• _Supplied text_:
:::::
# Sending a Query Before the Novel is Finished



## Greybeard (Jun 1, 2011)

Is it acceptable to send a query letter to an agent or publisher if the novel isn't finished yet?  What if you are very close to the end?


----------



## Kelise (Jun 1, 2011)

Published authors say it shouldn't be done, which means, I guess, that it's possibly, just not advised.

By 'isn't finished yet' do you mean it isn't finished being written, or it's still part-way through it's third or fourth heavy edit? Because if you mean isn't finished being written, then I would think it still has a lot of work yet to be done on it, as most novels need quite a bit of editing before most agents/publishers will look at it.

If it's almost finished being edited however... well, then maybe starting to query isn't as bad.


----------



## TWErvin2 (Jun 6, 2011)

It's best to be finished (revised and edited to the best you can make it). In the big scheme of publishing, unless it is a time-senstive project, a month or two isn't going to make a difference.


----------



## Map the Dragon (Jun 8, 2011)
:::::
• _Exercise 1_: In the forum thread on querying an unfinished novel, how much extra time does TWErvin2 say won't make a difference in the big scheme of publishing?
• _Exercise 2_: Carry the forum thread on querying an unfinished novel forward by writing the post under Map the Dragon's heading.
:::::
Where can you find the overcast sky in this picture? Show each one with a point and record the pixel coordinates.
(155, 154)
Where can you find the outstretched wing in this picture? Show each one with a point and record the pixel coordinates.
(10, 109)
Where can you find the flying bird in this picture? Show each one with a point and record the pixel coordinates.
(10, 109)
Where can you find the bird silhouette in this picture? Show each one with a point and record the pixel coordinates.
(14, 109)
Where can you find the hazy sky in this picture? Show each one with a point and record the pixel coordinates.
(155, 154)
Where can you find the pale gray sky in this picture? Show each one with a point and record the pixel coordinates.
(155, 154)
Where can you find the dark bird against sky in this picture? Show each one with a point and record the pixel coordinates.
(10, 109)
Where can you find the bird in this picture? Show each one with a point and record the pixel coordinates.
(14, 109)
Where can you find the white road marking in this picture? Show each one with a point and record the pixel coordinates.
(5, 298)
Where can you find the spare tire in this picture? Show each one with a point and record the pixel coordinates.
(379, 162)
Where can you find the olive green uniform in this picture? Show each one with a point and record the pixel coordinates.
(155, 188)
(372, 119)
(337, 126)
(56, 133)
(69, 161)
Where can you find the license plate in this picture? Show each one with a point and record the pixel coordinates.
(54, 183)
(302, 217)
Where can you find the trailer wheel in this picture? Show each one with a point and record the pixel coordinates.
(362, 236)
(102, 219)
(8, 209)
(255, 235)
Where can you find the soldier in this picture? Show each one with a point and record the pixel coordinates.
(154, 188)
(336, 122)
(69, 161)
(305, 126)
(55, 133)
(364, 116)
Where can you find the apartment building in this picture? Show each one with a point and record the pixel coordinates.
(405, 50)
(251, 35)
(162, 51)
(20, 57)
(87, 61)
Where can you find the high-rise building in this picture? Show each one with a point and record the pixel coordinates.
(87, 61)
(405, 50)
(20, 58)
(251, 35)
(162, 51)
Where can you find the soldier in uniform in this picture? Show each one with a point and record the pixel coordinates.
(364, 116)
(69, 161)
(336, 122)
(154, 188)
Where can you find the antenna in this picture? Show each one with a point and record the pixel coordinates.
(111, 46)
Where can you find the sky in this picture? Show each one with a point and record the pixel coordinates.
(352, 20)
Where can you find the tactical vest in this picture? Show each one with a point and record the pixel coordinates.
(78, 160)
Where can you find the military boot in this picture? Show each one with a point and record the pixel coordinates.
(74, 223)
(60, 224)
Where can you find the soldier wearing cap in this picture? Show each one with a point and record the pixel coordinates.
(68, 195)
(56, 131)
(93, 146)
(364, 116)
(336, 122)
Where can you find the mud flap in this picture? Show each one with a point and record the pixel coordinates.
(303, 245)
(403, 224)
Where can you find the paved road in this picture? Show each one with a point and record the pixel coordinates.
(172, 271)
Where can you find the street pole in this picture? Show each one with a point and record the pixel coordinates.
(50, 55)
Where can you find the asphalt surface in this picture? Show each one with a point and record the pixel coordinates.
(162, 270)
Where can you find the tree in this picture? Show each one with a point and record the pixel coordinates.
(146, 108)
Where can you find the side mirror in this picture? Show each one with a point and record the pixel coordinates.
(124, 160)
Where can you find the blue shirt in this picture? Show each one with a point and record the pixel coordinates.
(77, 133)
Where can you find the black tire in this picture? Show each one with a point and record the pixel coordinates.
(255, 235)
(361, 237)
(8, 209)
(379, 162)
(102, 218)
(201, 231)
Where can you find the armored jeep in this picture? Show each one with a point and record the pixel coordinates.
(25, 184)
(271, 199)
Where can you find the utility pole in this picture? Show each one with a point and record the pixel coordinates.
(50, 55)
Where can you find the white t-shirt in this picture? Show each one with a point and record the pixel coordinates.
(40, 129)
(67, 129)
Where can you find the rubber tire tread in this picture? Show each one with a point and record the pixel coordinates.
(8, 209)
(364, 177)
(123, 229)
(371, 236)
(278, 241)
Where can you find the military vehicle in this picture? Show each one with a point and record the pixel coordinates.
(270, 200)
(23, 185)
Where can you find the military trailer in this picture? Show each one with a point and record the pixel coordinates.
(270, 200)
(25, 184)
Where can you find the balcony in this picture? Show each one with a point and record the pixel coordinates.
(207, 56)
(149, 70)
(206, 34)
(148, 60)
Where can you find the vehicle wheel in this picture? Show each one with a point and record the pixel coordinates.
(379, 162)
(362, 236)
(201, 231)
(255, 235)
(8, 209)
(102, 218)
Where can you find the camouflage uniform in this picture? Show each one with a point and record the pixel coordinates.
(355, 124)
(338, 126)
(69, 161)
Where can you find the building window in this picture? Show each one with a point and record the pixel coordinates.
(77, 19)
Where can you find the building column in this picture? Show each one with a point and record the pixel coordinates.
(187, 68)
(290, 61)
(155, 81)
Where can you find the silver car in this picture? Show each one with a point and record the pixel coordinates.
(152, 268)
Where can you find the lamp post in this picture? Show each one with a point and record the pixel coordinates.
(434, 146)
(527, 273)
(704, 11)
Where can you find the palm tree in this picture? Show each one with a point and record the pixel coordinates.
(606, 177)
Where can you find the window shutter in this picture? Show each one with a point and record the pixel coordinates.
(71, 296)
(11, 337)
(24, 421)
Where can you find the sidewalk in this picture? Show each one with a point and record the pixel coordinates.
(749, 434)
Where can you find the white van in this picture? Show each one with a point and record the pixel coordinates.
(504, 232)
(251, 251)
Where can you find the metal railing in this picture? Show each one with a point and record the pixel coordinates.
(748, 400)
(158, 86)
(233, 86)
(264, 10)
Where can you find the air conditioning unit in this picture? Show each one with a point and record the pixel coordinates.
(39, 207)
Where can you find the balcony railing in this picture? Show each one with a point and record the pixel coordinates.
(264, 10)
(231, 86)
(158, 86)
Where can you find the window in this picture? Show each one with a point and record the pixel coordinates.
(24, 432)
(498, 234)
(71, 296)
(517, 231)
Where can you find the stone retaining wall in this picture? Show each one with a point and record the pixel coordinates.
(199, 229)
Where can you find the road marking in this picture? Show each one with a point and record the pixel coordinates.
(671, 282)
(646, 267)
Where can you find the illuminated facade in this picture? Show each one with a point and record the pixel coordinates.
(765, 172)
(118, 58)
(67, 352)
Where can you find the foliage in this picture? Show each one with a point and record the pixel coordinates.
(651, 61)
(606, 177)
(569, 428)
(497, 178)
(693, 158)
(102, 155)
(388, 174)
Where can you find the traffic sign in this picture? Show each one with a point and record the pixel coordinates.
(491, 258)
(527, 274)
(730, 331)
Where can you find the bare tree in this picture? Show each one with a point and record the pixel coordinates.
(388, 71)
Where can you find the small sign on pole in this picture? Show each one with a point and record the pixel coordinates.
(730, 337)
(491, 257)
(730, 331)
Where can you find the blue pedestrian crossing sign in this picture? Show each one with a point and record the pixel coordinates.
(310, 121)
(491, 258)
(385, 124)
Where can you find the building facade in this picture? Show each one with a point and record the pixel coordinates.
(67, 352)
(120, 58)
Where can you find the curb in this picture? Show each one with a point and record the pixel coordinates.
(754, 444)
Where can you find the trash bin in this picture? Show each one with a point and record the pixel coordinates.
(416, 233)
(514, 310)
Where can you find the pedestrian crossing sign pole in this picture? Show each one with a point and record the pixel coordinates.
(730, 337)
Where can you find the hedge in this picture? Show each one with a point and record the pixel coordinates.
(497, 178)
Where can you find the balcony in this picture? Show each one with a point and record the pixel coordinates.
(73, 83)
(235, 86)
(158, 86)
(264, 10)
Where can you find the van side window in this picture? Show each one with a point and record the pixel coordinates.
:::::
• _Final result 1_: A month or two.

• _Final result 2_:
Since publishing, I've spoken with several other agents and publishers other than those with whom I signed. I got mostly the same feedback - that I was lucky in signing my first novel. They all said that it is not only preferable, but usually their requirement to see a finished product (in terms of top to bottom, not completely edited) when submitting to a publisher. They don't want you to send it all at once, but rather a query with a few chapters; however, they want the rest of the work ready to see if they consider you publishable and sellable. 

I went backwards. I hard many non-fiction and creative non-fiction works floating around. I signed with a publisher to help an athelete write his memoir. While talking, they asked my favoirte inquiry to date...."Do you have anything else you're working on?"

HECK YES!

I sent them half of a novel and chapter sketches for the rest and they signed it. That was a year and a half ago and it got published not long ago.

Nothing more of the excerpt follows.